# Source text:
========

Ms. Goodstein leads a new "marketing and innovation" group that the Axa Financial Inc. unit calls "an incubator for new business ideas, where concepts are explored, tested, and brought to market quickly." She reports directly to Christopher M. "Kip" Condron, Axa Equitable's chairman and chief executive.

The key to fast-tracking promising ideas is fostering them outside of existing business lines, Ms. Goodstein said.

"Our business is moving at a rapid pace now," she said. "I think now more than ever we need someone who is focused on innovation, working on the future versus keeping the trains running day to day."

Axa Equitable has come out with 29 new products in the past 12 months, versus 13 the prior 12 months, she said.

Ms. Goodstein said the first innovation under her leadership is scheduled to hit the market Aug. 22. She gave no details.

The position of chief innovation officer does not have a long enough of a corporate track record for a sense of its effectiveness to have emerged, said Dr. Batia Wiesenfeld, a professor of management at New York University's Stern School of Business.

Still, other companies would do well to follow Axa Equitable's lead by putting high-level executives in charge of such a forward-looking enterprise, Ms. Wiesenfeld said.

"I see financial services and banking in particular as being a very rapidly changing industry," she said. "What the chief innovation officer represents is crucial to banking."

The recent dismantling of laws governing which businesses commercial banks may participate in has created opportunity and ambiguity in terms of services and markets, Ms. Wiesenfeld said.

Ms. Goodstein's group plans to interview customers and to bring in outside experts to get a better grasp of what customers want.

"We have to do enough research among professionals and experts to understand what people are looking for and how they want it delivered," she said.

========

# Items:
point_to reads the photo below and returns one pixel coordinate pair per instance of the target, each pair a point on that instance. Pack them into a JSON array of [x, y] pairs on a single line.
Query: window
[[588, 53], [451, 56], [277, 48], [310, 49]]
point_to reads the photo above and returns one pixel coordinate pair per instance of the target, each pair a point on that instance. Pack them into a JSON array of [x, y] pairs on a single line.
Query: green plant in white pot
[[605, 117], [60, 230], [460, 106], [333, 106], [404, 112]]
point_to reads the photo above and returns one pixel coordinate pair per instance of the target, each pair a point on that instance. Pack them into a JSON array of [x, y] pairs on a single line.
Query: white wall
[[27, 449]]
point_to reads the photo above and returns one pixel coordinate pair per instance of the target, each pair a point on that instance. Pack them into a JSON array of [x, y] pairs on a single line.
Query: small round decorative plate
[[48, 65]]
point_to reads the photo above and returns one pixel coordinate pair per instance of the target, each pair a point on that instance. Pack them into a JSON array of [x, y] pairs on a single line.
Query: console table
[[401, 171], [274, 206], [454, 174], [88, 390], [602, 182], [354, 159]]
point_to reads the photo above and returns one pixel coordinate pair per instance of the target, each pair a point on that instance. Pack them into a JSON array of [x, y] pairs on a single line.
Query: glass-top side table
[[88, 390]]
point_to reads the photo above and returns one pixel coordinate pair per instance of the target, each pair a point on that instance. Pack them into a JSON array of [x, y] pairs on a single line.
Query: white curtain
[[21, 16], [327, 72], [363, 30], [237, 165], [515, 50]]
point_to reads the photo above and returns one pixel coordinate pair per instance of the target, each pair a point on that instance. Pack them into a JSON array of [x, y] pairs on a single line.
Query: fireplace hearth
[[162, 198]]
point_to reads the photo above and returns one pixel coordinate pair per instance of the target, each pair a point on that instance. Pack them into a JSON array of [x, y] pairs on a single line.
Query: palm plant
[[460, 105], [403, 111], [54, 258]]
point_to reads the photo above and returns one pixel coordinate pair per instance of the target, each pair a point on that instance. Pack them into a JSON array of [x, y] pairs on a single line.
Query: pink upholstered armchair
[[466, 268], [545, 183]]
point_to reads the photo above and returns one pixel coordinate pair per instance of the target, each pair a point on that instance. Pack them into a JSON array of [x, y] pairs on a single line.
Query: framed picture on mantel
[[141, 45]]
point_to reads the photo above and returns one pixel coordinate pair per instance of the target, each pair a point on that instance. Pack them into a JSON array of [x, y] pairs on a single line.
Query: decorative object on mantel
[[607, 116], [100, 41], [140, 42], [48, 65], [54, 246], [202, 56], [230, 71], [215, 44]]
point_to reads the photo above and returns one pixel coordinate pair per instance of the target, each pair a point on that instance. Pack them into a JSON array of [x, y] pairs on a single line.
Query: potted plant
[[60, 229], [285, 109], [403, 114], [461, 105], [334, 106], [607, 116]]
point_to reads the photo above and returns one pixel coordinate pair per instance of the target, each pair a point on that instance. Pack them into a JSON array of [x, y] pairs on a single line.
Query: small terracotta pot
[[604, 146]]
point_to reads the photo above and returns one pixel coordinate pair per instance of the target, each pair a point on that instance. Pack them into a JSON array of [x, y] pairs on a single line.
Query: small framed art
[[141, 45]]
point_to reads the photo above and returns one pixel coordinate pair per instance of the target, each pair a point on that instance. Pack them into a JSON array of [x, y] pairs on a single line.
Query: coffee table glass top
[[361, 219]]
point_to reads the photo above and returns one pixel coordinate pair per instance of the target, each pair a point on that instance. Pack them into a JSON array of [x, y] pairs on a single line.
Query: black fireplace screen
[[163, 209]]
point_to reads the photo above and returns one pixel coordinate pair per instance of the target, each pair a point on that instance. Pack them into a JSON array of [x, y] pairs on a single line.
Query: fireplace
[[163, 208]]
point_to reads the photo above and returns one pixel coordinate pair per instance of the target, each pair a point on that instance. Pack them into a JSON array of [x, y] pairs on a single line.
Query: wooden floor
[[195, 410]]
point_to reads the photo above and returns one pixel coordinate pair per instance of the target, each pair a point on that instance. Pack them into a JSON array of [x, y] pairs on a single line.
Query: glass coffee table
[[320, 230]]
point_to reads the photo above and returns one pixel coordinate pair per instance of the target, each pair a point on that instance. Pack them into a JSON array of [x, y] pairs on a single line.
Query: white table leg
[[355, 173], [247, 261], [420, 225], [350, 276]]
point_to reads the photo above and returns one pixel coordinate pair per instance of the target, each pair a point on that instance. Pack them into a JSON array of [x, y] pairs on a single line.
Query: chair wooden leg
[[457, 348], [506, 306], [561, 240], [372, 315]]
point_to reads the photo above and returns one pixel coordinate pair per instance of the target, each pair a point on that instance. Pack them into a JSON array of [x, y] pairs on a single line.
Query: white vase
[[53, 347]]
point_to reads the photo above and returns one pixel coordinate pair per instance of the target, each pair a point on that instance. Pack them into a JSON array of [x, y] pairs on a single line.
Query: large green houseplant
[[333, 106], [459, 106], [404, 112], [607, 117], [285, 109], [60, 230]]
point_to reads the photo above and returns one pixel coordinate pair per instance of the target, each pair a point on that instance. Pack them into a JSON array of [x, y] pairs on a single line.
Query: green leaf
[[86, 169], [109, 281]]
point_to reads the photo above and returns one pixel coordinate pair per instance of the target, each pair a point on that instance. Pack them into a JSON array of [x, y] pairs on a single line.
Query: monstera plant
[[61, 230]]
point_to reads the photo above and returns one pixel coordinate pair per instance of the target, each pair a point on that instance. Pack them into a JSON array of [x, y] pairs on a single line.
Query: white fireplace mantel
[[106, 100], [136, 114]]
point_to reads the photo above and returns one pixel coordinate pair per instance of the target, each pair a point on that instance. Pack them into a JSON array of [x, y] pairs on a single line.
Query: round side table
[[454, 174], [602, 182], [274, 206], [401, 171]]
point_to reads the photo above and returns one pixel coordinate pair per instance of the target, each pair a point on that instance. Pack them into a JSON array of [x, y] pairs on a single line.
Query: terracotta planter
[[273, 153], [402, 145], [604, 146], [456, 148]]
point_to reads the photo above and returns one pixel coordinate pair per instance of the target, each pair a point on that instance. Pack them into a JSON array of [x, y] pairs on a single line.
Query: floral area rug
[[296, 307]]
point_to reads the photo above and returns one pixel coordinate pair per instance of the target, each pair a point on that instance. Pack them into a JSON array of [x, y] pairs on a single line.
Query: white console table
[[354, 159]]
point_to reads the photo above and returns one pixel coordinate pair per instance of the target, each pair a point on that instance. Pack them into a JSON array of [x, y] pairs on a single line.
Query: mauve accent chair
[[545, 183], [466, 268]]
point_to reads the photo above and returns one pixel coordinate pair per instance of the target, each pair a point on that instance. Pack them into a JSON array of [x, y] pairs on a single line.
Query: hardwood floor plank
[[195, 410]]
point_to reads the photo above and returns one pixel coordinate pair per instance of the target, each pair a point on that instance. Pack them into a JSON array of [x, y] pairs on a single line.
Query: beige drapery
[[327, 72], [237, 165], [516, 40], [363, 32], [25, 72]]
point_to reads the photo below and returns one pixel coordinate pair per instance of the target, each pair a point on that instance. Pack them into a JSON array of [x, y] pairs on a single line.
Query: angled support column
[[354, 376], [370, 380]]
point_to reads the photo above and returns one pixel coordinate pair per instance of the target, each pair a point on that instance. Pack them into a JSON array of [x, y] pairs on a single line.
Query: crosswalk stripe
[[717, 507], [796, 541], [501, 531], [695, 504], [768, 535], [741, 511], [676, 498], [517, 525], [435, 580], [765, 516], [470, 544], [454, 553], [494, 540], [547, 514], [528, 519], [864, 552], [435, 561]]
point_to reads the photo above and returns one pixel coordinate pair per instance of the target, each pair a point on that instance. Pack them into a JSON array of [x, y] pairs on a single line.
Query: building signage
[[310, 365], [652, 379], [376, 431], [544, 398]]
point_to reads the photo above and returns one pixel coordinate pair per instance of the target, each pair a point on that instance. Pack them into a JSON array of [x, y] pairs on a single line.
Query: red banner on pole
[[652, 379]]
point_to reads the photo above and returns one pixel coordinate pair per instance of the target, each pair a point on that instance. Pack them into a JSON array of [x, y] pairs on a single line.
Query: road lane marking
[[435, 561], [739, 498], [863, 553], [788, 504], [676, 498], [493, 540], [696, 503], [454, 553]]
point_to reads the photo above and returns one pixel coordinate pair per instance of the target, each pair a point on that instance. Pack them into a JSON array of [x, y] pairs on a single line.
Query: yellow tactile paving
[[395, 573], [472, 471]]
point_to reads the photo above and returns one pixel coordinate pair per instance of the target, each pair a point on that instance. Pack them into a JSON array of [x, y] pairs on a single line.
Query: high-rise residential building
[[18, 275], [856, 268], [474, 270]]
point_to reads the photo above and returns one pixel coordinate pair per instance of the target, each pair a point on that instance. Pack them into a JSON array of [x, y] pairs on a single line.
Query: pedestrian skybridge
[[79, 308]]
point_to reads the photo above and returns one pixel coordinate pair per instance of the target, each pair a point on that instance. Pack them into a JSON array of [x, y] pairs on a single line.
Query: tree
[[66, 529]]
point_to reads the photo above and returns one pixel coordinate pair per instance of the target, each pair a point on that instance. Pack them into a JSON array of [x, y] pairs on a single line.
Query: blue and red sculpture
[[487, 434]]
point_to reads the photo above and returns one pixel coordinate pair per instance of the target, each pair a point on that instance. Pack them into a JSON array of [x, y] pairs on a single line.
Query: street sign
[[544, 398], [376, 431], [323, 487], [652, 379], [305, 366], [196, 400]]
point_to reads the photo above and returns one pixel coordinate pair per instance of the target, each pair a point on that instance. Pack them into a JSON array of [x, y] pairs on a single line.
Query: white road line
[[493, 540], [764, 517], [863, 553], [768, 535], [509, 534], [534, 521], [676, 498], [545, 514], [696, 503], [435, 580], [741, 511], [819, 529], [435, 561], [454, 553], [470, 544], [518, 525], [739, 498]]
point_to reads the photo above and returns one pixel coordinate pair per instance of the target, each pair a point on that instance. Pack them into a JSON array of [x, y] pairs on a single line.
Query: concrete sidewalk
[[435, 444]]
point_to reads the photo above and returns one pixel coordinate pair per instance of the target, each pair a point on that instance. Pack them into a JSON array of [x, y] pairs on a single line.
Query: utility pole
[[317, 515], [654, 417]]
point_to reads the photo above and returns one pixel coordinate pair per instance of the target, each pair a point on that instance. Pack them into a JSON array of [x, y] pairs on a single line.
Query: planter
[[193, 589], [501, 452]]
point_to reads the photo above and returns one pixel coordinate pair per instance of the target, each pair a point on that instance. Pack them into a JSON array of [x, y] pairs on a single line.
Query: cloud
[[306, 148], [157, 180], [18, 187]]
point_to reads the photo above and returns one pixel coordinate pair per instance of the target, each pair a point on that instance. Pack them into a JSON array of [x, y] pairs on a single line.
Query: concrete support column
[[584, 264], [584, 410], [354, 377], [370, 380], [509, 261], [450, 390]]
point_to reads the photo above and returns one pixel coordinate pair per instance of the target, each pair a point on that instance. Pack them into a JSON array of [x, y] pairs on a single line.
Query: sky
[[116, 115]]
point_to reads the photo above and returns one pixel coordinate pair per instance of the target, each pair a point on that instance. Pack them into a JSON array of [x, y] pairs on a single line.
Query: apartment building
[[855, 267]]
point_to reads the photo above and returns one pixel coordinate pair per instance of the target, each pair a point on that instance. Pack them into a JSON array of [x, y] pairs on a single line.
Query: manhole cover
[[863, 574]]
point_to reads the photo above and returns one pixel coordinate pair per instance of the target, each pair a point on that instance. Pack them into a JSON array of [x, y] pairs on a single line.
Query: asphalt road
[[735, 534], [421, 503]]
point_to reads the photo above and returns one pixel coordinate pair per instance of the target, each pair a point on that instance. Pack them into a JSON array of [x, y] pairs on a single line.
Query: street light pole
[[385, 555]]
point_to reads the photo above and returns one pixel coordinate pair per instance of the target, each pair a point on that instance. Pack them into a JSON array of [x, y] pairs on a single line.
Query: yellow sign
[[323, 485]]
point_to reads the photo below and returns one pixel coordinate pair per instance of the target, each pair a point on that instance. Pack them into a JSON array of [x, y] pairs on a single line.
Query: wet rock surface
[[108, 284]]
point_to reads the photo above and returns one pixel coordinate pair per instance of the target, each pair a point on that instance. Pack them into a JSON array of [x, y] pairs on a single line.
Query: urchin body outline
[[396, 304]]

========

# What this task involves:
From the article about Axa Equitable's innovation group, extract the passage starting at "The recent dismantling" and ending at "markets, Ms. Wiesenfeld said.", word for word.

# In response:
The recent dismantling of laws governing which businesses commercial banks may participate in has created opportunity and ambiguity in terms of services and markets, Ms. Wiesenfeld said.